Reproduce each of the following lines verbatim, with no alterations.

[Data entries]
********

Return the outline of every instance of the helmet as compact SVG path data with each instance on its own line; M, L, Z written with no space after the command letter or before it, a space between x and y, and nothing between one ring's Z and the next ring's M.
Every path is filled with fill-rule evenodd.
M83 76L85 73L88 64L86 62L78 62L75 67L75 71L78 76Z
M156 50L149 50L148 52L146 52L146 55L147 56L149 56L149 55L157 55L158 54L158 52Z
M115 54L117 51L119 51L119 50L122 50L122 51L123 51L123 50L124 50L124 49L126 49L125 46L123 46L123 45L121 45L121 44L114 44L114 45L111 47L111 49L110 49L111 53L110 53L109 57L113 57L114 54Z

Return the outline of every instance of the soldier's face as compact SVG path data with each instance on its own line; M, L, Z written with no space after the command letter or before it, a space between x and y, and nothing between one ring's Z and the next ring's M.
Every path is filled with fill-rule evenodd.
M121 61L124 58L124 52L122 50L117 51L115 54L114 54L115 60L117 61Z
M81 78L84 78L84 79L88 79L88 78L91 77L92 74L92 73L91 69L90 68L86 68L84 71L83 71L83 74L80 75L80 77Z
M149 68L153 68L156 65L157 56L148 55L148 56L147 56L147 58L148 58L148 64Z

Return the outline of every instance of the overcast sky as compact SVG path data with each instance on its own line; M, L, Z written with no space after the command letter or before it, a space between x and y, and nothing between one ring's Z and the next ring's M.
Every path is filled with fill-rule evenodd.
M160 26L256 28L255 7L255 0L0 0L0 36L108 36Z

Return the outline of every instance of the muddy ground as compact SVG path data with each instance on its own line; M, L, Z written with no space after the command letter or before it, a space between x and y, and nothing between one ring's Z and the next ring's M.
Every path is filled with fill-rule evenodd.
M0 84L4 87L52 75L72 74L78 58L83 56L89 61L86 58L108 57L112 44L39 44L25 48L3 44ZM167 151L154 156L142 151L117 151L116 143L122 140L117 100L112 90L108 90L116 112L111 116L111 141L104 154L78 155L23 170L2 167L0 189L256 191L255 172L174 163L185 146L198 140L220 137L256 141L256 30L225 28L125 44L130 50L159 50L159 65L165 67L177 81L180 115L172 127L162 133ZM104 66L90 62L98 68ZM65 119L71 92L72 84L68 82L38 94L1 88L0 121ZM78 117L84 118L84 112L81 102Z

********

_TASK ANSWER_
Return the outline of every instance of the helmet as compact SVG path data with each instance on its own line; M, L, Z written with no space after the command letter or before it, a space between x and y, and nothing between one ring's Z and the next ring's M.
Every path is filled with fill-rule evenodd.
M83 76L85 73L88 64L86 62L78 62L75 67L75 71L78 76Z
M156 50L149 50L148 52L146 52L146 55L147 56L149 56L149 55L157 55L158 54L158 52Z
M115 54L117 51L119 51L119 50L122 50L122 51L123 51L123 50L124 50L124 49L126 49L125 46L123 46L123 45L121 45L121 44L114 44L114 45L111 47L111 49L110 49L111 53L110 53L109 57L113 57L114 54Z

Return the outline of every instance of the soldier's face as compact SVG path data with each instance on its own line; M, L, Z written with no space after the command letter or before it, a space between x and y, and nothing between one ring's Z and the next ring's M.
Every path is filled with fill-rule evenodd.
M121 61L124 58L124 52L122 50L117 51L115 54L114 54L115 60L117 61Z
M81 78L84 78L84 79L88 79L88 78L91 77L92 74L92 73L91 69L90 68L86 68L84 71L83 71L83 74L80 75L80 77Z
M149 68L153 68L156 65L157 56L148 55L148 56L147 56L147 58L148 58L148 64Z

Return the outline of every instance of the overcast sky as compact SVG path data with each instance on its own line; M, L, Z written with no space after the command letter or before it, a space between x and y, and nothing between one ring's Z and the next ring's M.
Every path is filled with fill-rule evenodd.
M160 26L256 28L255 7L255 0L0 0L0 36L108 36Z

Return the outline of every instance of the muddy ground as compact SVG path data with each instance on its own line; M, L, Z written with no space after the command letter or before it, a space between x and y, and nothing between one ring's Z and the next ring's M.
Every path is filled with fill-rule evenodd.
M0 84L4 87L52 75L72 74L78 58L83 56L89 61L86 58L108 57L112 44L39 44L25 48L3 44ZM167 151L154 156L142 151L117 151L116 143L122 140L117 100L112 90L108 90L116 112L111 116L111 141L104 154L78 155L23 170L2 167L0 189L256 191L255 172L174 163L185 146L198 140L220 137L256 141L256 30L225 28L125 44L130 50L159 50L159 65L165 67L177 81L180 115L172 127L162 133ZM104 66L90 62L98 68ZM65 119L71 92L72 84L68 82L38 94L1 88L0 121ZM78 117L84 118L84 112L81 102Z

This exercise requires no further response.